- To do: Recast the stretch from the line containing "Each returned point MUST lie on the matching doormat" through the line containing "[[341, 373]]" as a Markdown table with the columns No. and Line. Number each line in order and leave out blank lines.

^^^^^^^^

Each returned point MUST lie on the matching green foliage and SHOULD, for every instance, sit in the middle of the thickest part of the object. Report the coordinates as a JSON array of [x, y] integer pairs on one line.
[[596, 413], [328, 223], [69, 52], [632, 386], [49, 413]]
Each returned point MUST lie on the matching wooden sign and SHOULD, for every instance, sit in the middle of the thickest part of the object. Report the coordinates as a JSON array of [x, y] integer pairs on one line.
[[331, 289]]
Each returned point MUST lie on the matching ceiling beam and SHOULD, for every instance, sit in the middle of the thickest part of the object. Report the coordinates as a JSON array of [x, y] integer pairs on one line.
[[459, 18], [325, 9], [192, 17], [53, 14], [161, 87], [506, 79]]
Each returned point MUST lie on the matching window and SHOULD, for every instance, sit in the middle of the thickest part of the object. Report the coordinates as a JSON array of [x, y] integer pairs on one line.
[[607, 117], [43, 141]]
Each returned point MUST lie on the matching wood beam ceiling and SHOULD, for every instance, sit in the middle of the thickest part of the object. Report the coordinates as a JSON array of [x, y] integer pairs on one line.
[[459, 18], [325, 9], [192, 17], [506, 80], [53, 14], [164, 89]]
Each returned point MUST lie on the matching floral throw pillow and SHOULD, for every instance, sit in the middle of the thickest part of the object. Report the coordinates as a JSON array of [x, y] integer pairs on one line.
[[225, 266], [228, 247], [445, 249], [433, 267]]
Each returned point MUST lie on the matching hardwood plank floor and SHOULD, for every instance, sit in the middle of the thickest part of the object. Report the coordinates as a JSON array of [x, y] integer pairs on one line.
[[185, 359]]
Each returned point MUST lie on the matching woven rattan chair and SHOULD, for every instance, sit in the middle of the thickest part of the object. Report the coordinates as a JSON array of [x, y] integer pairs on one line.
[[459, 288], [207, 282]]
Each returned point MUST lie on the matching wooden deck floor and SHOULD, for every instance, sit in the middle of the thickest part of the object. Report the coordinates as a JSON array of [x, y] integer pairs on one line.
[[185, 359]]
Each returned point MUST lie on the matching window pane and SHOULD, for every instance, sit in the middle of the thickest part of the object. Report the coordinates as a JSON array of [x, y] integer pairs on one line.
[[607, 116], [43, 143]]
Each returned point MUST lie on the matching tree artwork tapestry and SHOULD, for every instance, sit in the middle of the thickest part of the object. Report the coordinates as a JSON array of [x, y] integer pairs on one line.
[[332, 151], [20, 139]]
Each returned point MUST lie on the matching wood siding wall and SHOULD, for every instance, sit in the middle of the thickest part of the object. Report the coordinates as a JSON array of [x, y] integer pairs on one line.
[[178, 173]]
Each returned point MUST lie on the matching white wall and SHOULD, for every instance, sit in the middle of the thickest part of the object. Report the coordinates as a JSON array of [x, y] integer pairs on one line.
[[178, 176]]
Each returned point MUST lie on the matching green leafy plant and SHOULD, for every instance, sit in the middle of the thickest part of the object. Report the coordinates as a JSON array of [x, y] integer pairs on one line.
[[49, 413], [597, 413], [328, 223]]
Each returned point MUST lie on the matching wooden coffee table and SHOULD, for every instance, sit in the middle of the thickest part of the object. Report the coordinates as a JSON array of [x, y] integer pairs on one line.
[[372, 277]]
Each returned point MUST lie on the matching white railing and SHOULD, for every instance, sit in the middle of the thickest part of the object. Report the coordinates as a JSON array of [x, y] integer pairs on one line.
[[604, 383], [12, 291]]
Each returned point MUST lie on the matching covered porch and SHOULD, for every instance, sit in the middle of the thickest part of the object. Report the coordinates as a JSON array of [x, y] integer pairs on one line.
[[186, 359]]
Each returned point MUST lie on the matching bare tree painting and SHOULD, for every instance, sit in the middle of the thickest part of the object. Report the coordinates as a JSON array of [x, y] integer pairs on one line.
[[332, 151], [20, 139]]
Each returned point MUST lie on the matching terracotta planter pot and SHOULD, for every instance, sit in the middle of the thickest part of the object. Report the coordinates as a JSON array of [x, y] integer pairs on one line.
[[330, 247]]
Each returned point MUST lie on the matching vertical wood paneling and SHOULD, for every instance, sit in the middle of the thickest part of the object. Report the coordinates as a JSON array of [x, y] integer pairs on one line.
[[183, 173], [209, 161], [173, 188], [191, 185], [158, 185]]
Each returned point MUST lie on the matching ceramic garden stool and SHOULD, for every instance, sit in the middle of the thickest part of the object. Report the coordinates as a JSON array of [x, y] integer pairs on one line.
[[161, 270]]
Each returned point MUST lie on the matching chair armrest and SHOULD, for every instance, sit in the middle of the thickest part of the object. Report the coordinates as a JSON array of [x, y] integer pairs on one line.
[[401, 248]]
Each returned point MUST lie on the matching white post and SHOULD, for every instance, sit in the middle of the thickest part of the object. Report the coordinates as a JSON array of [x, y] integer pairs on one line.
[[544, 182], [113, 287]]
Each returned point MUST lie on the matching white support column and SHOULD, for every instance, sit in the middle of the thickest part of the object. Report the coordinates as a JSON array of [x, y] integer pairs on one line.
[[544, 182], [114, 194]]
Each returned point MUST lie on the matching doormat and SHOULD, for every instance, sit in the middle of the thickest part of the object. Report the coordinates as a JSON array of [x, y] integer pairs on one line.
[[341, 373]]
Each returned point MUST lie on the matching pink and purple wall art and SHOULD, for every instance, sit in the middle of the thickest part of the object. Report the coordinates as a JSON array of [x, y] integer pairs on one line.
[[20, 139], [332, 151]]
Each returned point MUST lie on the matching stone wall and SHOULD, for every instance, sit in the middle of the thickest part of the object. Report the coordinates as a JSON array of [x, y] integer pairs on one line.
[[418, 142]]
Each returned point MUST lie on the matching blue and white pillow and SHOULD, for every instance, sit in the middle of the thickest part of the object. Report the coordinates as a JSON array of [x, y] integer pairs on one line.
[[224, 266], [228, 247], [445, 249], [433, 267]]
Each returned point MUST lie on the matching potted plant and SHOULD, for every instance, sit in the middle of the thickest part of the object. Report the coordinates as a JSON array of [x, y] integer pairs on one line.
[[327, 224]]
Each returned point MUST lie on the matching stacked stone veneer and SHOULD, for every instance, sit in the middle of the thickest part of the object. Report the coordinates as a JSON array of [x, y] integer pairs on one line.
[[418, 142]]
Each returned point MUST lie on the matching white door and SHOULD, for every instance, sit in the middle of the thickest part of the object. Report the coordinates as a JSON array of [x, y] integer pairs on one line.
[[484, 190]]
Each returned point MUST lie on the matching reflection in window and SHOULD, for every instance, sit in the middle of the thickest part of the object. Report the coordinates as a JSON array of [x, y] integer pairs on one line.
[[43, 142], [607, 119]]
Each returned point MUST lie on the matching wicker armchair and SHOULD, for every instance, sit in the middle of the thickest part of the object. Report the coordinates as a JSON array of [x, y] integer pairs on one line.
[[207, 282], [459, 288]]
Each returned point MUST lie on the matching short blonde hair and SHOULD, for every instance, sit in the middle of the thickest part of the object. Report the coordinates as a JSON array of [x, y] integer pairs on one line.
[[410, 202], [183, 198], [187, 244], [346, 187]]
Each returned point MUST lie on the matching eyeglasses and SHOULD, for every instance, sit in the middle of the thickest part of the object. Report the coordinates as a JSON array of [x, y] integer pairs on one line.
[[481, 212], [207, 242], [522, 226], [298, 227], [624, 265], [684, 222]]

^^^^^^^^

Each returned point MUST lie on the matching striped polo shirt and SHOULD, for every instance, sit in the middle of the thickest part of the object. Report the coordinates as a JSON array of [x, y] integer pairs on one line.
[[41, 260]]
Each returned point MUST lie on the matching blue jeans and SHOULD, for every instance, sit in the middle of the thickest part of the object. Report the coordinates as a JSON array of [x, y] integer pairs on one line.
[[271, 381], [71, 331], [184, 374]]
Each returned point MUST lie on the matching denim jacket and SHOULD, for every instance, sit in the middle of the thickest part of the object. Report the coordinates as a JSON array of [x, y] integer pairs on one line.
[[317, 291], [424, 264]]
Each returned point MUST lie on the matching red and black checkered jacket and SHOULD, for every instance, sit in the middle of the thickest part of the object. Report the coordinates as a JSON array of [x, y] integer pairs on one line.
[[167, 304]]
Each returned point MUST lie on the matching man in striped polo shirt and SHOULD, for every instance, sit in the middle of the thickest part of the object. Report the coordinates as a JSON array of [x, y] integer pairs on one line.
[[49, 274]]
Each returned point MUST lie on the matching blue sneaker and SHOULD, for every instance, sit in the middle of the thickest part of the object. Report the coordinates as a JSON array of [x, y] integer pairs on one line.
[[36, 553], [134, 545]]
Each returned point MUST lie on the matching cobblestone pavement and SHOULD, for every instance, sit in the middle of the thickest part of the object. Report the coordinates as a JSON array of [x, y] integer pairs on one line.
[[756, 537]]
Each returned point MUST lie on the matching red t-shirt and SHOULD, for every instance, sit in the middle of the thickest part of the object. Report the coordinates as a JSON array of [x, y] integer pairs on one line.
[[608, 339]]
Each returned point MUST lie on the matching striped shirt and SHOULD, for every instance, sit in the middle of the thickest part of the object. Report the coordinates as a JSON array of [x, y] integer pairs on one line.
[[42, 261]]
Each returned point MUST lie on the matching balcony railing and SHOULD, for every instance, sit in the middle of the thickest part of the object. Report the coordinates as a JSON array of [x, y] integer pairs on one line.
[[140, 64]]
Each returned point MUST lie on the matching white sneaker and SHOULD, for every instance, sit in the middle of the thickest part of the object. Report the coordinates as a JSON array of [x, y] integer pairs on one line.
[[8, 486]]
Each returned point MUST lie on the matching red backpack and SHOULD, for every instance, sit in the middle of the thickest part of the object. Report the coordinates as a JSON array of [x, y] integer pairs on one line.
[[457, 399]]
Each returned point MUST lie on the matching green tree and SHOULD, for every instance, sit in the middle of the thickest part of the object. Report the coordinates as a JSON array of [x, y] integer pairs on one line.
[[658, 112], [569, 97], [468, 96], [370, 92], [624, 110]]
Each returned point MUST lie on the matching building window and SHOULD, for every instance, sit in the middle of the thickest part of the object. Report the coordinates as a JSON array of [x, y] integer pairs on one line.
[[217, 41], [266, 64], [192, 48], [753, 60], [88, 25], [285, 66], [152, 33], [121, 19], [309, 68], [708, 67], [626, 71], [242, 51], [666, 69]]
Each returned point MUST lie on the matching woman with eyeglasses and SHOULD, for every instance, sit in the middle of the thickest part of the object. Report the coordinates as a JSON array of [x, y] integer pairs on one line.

^^^^^^^^

- Task output:
| No. | Line |
|---|---|
| 1 | Each returned point MUST lie on the matching doormat and SHOULD, for every instance, sit in the middle of the thickest part of the object. Report the coordinates as a JSON array of [x, y] integer pairs on one line. |
| 2 | [[341, 373]] |